— START RECORD SET —
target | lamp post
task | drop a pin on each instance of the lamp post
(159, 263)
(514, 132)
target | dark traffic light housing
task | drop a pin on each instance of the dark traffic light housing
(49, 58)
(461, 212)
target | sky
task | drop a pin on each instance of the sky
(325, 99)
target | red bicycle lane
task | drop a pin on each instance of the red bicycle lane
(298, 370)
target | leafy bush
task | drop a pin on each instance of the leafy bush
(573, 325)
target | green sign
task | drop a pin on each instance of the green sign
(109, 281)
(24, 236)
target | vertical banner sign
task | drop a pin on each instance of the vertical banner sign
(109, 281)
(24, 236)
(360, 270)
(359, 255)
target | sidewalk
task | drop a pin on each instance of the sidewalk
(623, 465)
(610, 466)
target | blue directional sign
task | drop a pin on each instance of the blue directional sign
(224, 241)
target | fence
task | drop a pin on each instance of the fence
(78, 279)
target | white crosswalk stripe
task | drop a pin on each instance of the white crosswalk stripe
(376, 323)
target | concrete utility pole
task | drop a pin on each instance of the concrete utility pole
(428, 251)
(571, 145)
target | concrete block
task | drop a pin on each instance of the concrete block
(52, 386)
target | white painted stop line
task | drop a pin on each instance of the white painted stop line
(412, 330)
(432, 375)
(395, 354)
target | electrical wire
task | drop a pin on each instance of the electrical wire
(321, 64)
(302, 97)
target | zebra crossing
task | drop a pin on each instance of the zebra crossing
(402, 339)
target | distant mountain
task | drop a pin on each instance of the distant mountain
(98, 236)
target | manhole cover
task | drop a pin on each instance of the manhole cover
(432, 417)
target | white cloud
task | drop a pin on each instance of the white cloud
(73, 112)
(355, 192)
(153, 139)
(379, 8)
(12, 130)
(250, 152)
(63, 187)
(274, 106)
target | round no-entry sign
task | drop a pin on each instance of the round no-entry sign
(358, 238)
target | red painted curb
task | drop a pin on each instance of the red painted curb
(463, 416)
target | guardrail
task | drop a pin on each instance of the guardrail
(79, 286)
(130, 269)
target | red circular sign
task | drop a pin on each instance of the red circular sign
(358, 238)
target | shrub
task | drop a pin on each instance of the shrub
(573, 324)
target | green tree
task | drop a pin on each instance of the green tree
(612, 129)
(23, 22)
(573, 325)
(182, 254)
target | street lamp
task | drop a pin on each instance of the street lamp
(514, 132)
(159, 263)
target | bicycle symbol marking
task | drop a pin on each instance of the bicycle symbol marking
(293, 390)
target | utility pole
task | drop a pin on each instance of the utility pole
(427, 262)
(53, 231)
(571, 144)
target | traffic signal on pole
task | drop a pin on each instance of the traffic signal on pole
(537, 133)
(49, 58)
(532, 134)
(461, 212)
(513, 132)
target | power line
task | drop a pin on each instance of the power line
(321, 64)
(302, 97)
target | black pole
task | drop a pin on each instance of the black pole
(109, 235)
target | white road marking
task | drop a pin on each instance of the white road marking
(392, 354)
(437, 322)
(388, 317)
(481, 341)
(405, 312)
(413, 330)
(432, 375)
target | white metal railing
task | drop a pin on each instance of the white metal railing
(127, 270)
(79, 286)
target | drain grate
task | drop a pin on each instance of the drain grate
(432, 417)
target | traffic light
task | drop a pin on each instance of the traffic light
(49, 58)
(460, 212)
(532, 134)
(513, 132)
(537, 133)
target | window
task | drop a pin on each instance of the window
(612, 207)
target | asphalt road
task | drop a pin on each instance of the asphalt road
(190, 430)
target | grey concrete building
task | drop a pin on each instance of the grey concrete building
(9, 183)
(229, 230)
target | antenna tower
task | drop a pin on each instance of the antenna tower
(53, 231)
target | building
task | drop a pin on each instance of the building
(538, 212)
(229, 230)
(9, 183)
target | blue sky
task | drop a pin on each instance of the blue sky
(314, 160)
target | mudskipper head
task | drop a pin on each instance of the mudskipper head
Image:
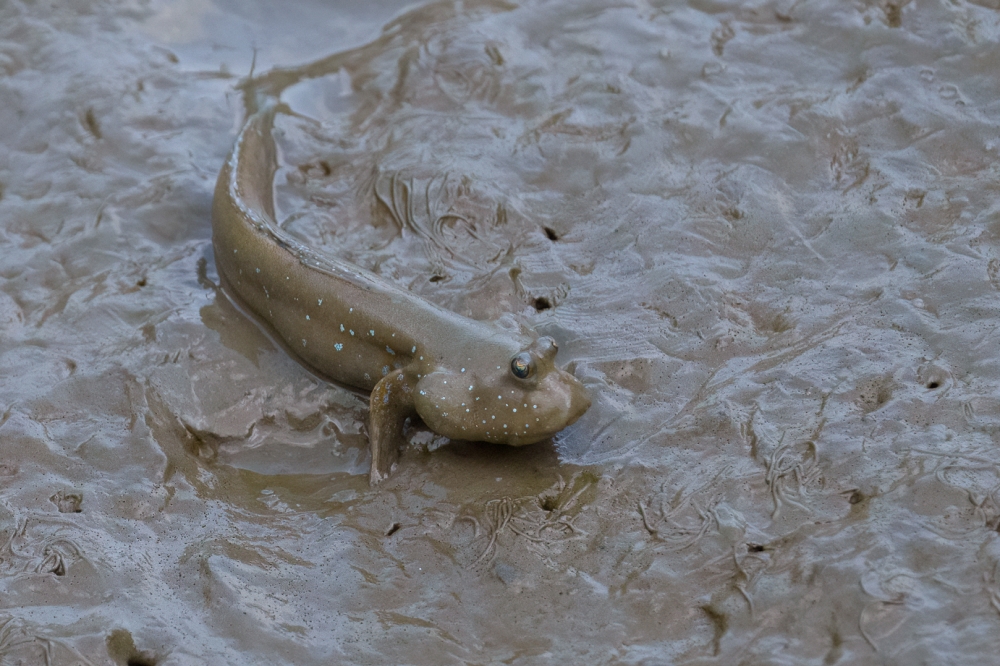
(511, 392)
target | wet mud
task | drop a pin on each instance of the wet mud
(764, 235)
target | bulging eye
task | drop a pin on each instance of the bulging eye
(522, 366)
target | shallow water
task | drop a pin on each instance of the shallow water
(765, 236)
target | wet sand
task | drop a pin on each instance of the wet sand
(764, 236)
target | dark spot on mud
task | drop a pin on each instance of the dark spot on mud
(894, 13)
(68, 502)
(320, 169)
(732, 214)
(91, 124)
(721, 623)
(203, 274)
(122, 650)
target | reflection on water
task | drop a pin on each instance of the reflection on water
(764, 236)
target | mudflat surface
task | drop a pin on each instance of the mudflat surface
(765, 236)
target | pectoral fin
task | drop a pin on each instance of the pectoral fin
(391, 404)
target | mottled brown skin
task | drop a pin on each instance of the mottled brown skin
(355, 328)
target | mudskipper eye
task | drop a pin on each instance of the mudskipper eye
(522, 366)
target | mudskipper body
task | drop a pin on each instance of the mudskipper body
(467, 379)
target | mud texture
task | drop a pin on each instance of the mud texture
(764, 234)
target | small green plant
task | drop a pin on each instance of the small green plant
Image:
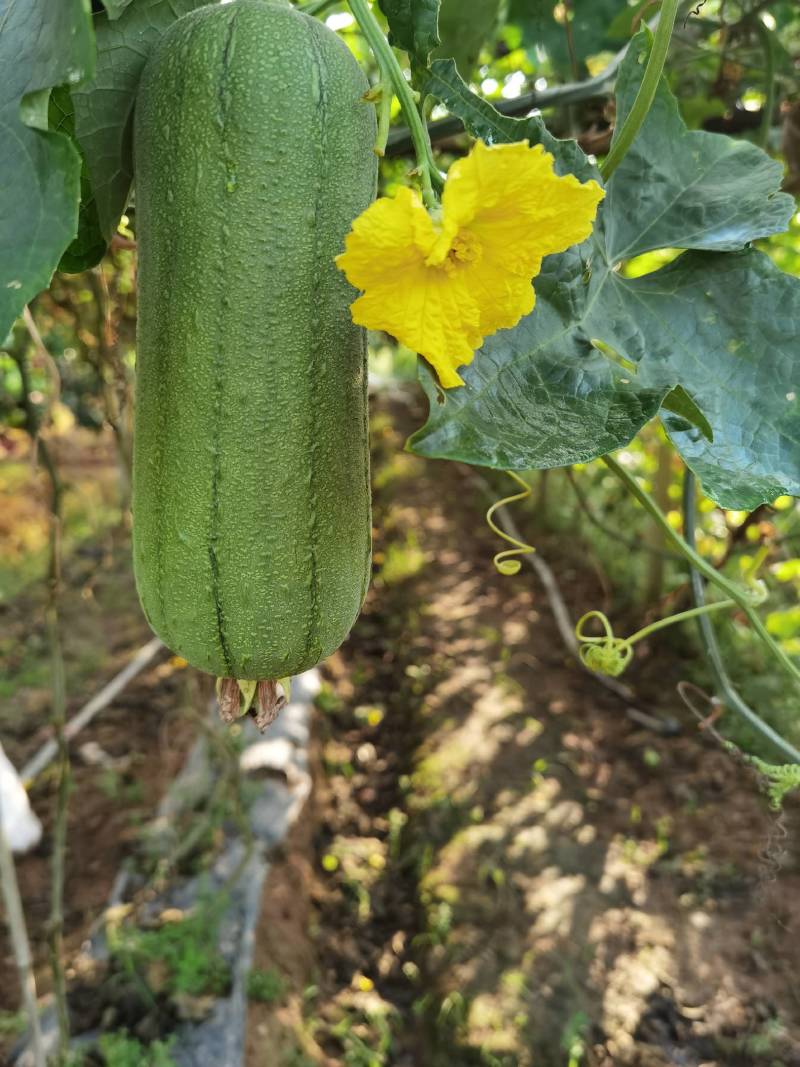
(121, 1050)
(12, 1023)
(186, 950)
(268, 985)
(573, 1038)
(779, 780)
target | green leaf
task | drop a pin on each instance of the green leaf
(680, 403)
(714, 335)
(445, 84)
(42, 44)
(542, 395)
(686, 189)
(413, 27)
(593, 28)
(726, 327)
(89, 247)
(104, 107)
(464, 28)
(115, 8)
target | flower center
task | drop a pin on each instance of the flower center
(464, 249)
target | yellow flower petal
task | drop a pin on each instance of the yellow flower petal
(441, 285)
(427, 311)
(390, 235)
(510, 197)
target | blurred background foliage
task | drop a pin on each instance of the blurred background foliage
(735, 68)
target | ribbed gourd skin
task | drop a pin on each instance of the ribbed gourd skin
(253, 155)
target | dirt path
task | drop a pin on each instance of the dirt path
(498, 866)
(122, 763)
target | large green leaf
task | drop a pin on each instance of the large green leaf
(542, 395)
(601, 352)
(444, 82)
(104, 107)
(89, 245)
(413, 27)
(687, 189)
(115, 8)
(42, 44)
(726, 327)
(592, 28)
(464, 28)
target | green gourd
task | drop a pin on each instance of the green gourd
(253, 153)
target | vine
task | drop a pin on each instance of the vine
(392, 75)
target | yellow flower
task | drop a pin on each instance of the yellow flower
(442, 284)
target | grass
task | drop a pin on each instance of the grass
(182, 953)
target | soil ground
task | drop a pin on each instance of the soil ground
(497, 865)
(126, 758)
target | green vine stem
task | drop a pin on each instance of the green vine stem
(731, 589)
(644, 97)
(504, 560)
(609, 654)
(392, 74)
(767, 40)
(708, 637)
(316, 6)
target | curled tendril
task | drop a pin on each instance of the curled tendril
(505, 560)
(754, 588)
(605, 653)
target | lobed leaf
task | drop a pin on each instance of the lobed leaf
(104, 107)
(712, 338)
(413, 27)
(687, 189)
(42, 45)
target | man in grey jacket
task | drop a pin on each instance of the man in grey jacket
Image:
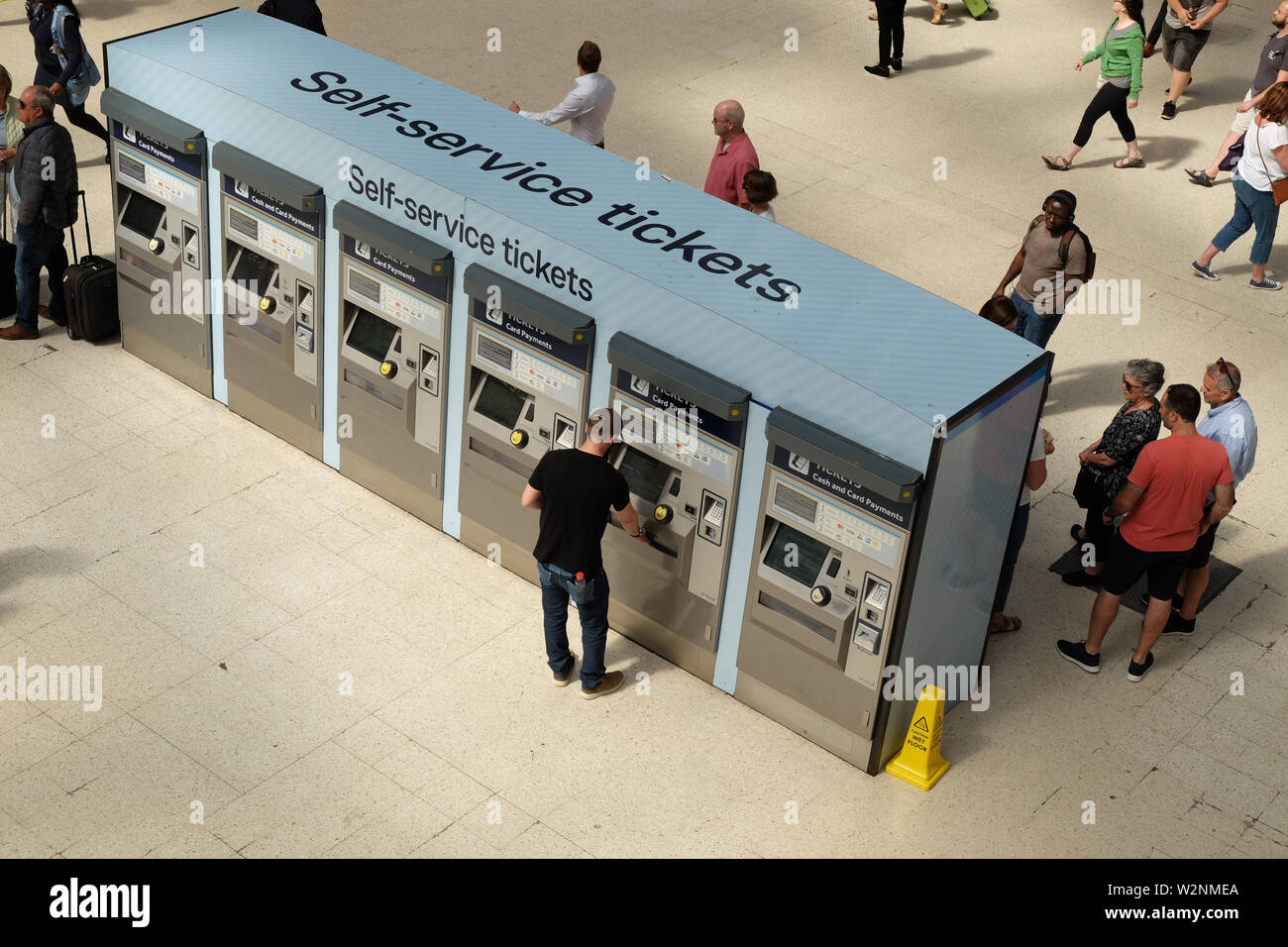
(46, 172)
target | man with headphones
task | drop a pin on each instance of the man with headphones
(1051, 263)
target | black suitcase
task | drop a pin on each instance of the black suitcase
(89, 290)
(8, 258)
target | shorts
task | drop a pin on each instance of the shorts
(1243, 120)
(1202, 551)
(1125, 565)
(1181, 47)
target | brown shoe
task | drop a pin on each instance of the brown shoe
(612, 681)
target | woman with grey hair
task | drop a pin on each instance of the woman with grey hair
(1108, 462)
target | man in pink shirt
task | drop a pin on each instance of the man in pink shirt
(1164, 506)
(734, 155)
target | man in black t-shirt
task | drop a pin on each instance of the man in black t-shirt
(574, 489)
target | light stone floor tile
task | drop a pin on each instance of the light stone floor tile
(456, 841)
(373, 740)
(309, 806)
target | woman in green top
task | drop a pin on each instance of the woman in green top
(1121, 54)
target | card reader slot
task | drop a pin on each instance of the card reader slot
(509, 463)
(797, 616)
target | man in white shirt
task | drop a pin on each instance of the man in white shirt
(588, 105)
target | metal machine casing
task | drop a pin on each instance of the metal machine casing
(527, 393)
(683, 433)
(395, 313)
(271, 263)
(162, 254)
(828, 587)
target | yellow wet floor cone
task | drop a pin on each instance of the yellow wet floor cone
(919, 762)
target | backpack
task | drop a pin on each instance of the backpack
(88, 75)
(1063, 252)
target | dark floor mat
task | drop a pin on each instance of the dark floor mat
(1222, 575)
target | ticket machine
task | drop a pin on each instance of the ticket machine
(271, 263)
(162, 252)
(394, 298)
(528, 386)
(683, 433)
(827, 595)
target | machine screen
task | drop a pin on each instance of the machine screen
(803, 562)
(142, 214)
(254, 272)
(645, 475)
(500, 402)
(372, 335)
— END RECORD SET —
Everything from the line with "target | man in grey jacket" through the end of the records above, and nothing else, is to be quoted exactly; please leave the pictures out.

target | man in grey jacket
task | drop a pin on each instance of the man in grey jacket
Image:
(46, 172)
target | man with headphones
task | drop a pin on each instance of the man with headphones
(1051, 263)
target | black suitcase
task | drop a pin on each instance of the black suitcase
(89, 290)
(8, 258)
target | shorts
task | drop a pin on each instance of the shorts
(1243, 120)
(1202, 551)
(1125, 565)
(1181, 47)
target | brown shoe
task | drop a pin on each instance of the brown shoe
(612, 681)
target | woman with grey hair
task | drop a pin on each instance of the woman with grey hair
(1108, 462)
target | man in pink shirt
task | drop a pin on each instance of the man in pink shirt
(1164, 506)
(734, 155)
target | man in black t-shirt
task | drop a pin on each instance of the man in black t-shirt
(574, 489)
target | light stone floor tile
task | drop a pin on each instance of the light stone floor tile
(456, 841)
(373, 740)
(309, 806)
target | woman in green top
task | drop a pin on each instance of the woman in green top
(1121, 54)
target | card reader slot
task | drop a pin on each instance of the card reader slot
(509, 463)
(797, 616)
target | man in white shirt
task | drop a pin on each instance of the man in white shirt
(588, 105)
target | metal machine casing
task | drop a pin on each instance of the metal machine casing
(527, 393)
(683, 433)
(395, 313)
(271, 263)
(162, 254)
(828, 587)
target | yellow wet floor cone
task | drop a pin on each instance of the yellow wet floor cone
(919, 762)
target | backpack
task | drop a pin on each instance of the backpack
(88, 75)
(1063, 252)
target | dark floor mat
task | drop a pin on each instance of the dark floor mat
(1222, 575)
target | ticket machine
task | drop a pin on each instance of the ticket machine
(271, 263)
(162, 252)
(394, 298)
(528, 386)
(683, 433)
(827, 595)
target | machine screen
task | drop a pin on each instance of the machine screen
(803, 562)
(142, 214)
(254, 272)
(645, 475)
(500, 402)
(372, 335)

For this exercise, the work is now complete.